WORK TASK -
No picture belongs in the copy. Repeat each line below exactly.

RECORDS PROVIDED START

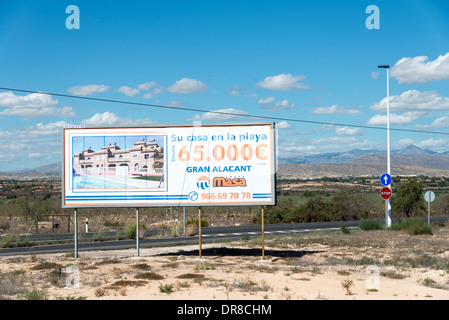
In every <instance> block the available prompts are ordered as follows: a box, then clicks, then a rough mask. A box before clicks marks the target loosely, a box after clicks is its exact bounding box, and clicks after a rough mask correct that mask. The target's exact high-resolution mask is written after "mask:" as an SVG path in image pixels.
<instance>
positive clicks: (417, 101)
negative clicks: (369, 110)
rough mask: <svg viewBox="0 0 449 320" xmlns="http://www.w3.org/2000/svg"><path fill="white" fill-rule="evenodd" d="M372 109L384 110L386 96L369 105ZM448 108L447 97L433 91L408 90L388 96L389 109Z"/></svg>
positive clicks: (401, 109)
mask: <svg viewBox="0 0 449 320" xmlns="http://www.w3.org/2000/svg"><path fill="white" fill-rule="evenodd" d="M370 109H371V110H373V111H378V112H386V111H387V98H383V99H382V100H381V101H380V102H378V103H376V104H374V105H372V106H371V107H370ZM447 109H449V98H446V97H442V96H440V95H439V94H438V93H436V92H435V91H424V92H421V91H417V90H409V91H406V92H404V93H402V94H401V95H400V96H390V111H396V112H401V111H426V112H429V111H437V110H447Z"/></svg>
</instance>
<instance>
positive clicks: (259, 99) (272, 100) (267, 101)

RECORDS PROVIDED END

RESPONSE AREA -
In every <instance> block the available prompts are ordered as follows: a box, then clicks, then a rough mask. A box before clicks marks the target loosely, a box after clicks is its exact bounding box, and clicks after a rough mask correct that mask. The target's exact high-resolution mask is written after "mask:" as an SVG path in image pixels.
<instance>
positive clicks: (417, 101)
negative clicks: (369, 110)
rough mask: <svg viewBox="0 0 449 320" xmlns="http://www.w3.org/2000/svg"><path fill="white" fill-rule="evenodd" d="M372 109L384 110L386 96L369 105ZM448 108L447 97L433 91L408 90L388 96L389 109Z"/></svg>
positive clicks: (401, 109)
mask: <svg viewBox="0 0 449 320" xmlns="http://www.w3.org/2000/svg"><path fill="white" fill-rule="evenodd" d="M370 109H371V110H373V111H378V112H386V111H387V98H383V99H382V100H381V101H380V102H378V103H376V104H374V105H372V106H371V107H370ZM447 109H449V98H446V97H442V96H440V95H439V94H438V93H436V92H435V91H424V92H421V91H417V90H409V91H406V92H404V93H402V94H401V95H400V96H390V111H396V112H401V111H426V112H429V111H437V110H447Z"/></svg>
</instance>
<instance>
positive clicks: (259, 99) (272, 100) (267, 101)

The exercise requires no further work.